Tremila pagine per spiegare perché sono state assolte le istituzioni e condannati solo i mafiosi
Dopo quasi un anno dalla sentenza emessa lo scorso 23 settembre 2021 dalla Corte d’Assise d’Appello, presieduta da Angelo Pellino e da Vittorio Anania, questa mattina sono state depositate le motivazioni della sentenza di secondo grado del processo Trattativa Stato-mafia.
La sentenza emessa dalla Corte d’Appello aveva disposto l'assoluzione dell'ex senatore Marcello Dell'Utri (“per non aver commesso il fatto”), dell'ex capo del Ros, il generale Mario Mori, del generale Antonio Subranni e dell'ufficiale dei carabinieri Giuseppe De Donno, accusati di minaccia a Corpo politico dello Stato, con la formula “il fatto non costituisce reato”. Inoltre, aveva anche ridotto la pena a 27 anni per il boss corleonese Leoluca Bagarella e confermato quella per il medico-boss Antonino Cinà. Con la sentenza di settembre, la Corte dunque ha ribaltato il giudizio del maggio 2018 con cui in primo grado (cinquemila pagine) erano stati condannati a 28 anni di carcere il boss Leoluca Bagarella, a 12 anni Dell'Utri, Mori, Subranni e Cinà.
È noto che ci fu una trattativa tra uomini delle istituzioni ed esponenti di vertice di Cosa nostra, come confermano entrambe le sentenze. Ora non resta che capire perché per la Corte d’assise d’Appello costituisca reato solo per i mafiosi e non per gli uomini di Stato. E quindi leggere come sono stati ricostruiti i fatti nelle tremila pagine depositate questa mattina.

◆ **Materiale estratto**:
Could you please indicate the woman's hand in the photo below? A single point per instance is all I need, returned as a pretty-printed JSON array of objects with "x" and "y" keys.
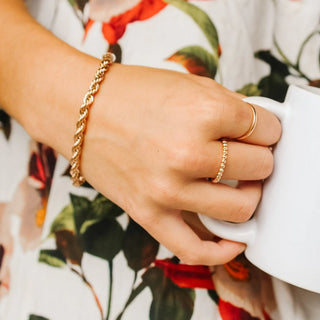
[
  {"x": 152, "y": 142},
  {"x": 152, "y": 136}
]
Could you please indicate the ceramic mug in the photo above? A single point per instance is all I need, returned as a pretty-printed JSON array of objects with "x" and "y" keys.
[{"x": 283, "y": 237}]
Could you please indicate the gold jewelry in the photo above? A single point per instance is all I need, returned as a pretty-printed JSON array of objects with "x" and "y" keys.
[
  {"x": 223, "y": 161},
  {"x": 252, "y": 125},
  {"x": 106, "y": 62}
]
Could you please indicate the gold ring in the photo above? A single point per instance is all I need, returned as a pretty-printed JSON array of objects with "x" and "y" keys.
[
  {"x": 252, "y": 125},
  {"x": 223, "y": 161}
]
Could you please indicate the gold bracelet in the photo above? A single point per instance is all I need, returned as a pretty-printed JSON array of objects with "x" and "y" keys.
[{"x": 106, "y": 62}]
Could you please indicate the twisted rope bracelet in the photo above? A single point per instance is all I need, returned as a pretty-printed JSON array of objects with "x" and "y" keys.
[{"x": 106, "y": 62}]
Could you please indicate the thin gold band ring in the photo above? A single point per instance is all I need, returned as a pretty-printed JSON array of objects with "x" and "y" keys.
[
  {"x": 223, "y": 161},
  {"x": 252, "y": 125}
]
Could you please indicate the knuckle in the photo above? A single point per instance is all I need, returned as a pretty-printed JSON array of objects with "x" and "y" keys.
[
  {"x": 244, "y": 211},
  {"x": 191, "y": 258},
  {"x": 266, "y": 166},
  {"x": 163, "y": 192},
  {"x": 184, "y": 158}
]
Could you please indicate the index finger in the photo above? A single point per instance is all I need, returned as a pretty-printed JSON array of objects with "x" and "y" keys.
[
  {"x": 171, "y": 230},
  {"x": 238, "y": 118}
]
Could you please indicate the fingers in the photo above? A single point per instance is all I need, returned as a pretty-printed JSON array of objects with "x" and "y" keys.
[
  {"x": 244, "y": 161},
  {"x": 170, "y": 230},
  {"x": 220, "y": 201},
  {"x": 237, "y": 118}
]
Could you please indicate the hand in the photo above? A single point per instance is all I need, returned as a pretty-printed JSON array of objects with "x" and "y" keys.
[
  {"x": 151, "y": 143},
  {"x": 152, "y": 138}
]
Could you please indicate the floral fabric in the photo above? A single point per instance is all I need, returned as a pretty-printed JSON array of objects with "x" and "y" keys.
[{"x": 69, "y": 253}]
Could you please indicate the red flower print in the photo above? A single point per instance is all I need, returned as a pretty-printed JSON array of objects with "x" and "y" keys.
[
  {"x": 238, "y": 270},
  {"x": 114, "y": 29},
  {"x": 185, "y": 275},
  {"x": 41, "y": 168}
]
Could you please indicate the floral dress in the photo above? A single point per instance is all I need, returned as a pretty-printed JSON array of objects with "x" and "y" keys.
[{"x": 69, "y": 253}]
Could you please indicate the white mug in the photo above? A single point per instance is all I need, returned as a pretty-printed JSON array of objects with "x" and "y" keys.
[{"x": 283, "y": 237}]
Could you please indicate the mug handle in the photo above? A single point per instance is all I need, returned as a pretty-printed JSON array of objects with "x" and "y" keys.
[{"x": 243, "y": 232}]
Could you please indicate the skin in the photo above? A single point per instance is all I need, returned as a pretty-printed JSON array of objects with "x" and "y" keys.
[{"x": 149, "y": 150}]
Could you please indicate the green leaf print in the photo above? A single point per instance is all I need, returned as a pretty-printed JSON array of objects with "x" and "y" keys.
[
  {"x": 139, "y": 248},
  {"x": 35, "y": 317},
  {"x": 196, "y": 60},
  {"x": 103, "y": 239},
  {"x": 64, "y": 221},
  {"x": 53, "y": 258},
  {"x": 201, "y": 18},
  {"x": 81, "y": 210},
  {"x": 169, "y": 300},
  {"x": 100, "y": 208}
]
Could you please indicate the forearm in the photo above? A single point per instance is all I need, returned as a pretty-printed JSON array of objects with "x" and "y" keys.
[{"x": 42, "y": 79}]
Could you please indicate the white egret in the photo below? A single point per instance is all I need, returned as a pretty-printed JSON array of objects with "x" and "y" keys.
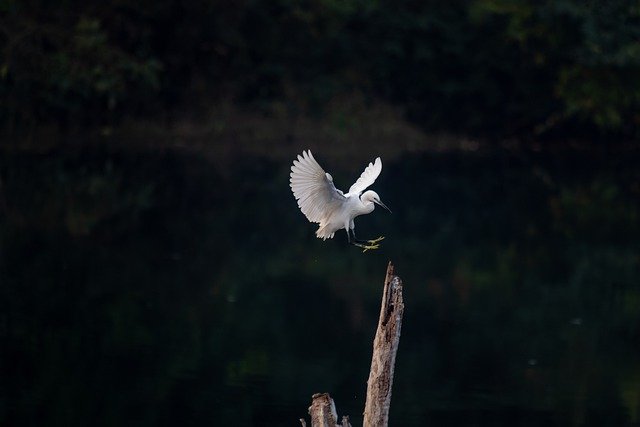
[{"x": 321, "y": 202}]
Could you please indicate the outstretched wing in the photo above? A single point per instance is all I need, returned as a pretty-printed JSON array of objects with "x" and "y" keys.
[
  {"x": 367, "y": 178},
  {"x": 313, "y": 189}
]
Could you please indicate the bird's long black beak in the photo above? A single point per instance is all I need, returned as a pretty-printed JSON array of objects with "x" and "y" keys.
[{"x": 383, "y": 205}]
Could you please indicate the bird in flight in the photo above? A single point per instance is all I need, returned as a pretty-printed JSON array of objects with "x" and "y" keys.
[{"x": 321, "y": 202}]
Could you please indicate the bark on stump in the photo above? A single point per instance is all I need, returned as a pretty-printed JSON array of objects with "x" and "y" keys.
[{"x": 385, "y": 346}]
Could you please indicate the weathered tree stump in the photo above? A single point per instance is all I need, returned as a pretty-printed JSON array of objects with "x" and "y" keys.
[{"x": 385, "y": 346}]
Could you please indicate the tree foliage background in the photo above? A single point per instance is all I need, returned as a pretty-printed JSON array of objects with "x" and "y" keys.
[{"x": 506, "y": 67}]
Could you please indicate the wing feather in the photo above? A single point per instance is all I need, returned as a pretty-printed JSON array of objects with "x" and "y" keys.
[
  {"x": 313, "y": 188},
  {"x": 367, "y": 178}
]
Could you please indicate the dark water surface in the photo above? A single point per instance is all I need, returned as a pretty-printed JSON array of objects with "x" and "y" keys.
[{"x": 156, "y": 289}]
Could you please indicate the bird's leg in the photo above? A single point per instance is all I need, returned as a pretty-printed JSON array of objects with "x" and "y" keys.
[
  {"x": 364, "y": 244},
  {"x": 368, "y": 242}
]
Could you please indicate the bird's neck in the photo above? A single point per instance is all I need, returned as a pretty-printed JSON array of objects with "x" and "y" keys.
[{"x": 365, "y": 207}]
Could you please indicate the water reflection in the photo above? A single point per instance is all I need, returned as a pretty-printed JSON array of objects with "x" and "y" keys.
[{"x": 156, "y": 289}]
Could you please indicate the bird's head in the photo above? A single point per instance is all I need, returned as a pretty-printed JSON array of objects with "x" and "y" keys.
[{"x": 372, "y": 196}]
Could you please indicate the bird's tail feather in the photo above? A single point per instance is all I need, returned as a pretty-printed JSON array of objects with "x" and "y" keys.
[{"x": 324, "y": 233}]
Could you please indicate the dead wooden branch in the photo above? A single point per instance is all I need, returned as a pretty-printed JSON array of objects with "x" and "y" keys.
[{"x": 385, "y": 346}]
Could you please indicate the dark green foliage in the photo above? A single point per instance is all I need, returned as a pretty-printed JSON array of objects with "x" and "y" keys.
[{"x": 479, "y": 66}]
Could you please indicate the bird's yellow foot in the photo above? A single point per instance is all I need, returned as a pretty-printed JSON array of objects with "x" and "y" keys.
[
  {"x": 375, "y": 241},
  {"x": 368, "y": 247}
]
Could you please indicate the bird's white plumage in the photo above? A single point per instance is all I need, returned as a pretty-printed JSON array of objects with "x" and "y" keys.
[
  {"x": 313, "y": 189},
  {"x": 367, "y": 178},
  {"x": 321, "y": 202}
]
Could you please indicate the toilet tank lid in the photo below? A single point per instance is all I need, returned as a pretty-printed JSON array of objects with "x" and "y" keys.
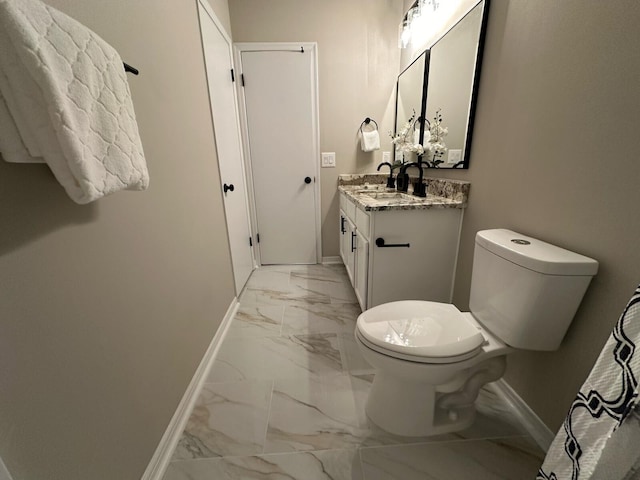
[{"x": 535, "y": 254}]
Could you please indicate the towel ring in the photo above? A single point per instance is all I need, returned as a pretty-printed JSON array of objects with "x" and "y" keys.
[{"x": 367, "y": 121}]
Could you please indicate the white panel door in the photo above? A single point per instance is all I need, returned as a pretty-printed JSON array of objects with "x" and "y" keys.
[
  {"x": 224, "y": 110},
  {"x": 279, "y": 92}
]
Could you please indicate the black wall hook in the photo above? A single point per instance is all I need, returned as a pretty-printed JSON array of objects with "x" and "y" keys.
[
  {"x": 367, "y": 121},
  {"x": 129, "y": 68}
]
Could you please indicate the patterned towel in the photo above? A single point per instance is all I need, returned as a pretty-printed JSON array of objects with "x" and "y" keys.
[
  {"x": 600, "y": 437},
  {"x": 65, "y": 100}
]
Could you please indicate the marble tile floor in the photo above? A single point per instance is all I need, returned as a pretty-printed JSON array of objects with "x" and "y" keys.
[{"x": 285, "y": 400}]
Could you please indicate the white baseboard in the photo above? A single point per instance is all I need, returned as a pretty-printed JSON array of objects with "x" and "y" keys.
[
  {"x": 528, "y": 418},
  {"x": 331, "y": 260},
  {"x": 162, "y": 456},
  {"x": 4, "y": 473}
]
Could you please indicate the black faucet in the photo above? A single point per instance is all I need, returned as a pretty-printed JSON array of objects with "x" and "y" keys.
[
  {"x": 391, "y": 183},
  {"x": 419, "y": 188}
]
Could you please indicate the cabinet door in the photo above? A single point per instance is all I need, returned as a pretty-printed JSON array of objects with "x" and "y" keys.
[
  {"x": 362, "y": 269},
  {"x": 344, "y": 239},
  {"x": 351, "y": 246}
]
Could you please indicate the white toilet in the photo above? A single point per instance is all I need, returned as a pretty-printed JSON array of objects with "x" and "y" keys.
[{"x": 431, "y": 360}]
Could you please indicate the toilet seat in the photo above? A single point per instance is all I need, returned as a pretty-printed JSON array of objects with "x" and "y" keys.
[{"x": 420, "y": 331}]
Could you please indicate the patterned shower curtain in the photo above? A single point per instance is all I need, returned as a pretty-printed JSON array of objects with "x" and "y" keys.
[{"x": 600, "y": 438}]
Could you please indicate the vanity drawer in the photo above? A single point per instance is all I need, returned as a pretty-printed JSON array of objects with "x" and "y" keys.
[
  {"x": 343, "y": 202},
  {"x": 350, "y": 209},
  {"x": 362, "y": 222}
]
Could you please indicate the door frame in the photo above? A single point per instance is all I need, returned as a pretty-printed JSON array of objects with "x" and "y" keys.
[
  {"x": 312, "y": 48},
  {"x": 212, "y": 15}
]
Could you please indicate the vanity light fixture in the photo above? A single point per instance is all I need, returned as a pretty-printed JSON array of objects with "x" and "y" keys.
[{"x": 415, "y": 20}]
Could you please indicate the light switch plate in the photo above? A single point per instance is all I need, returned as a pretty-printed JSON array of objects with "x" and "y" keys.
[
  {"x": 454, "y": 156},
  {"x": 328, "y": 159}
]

◆ **Dettagli del problema**:
Rispondete a queste domande sull'articolo relativo al processo Trattativa Stato-mafia.
(a) In quale data la Corte d'Assise d'Appello ha emesso la sentenza?
(b) A quanti anni è stata ridotta in appello la pena per Leoluca Bagarella?
(c) Di quante pagine si componeva la sentenza di primo grado?
Per rispondere basatevi solo sull'articolo e non sull'elenco.

◆ **Risposta scritta**:
(a) Il 23 settembre 2021.
(b) A 27 anni.
(c) Cinquemila pagine.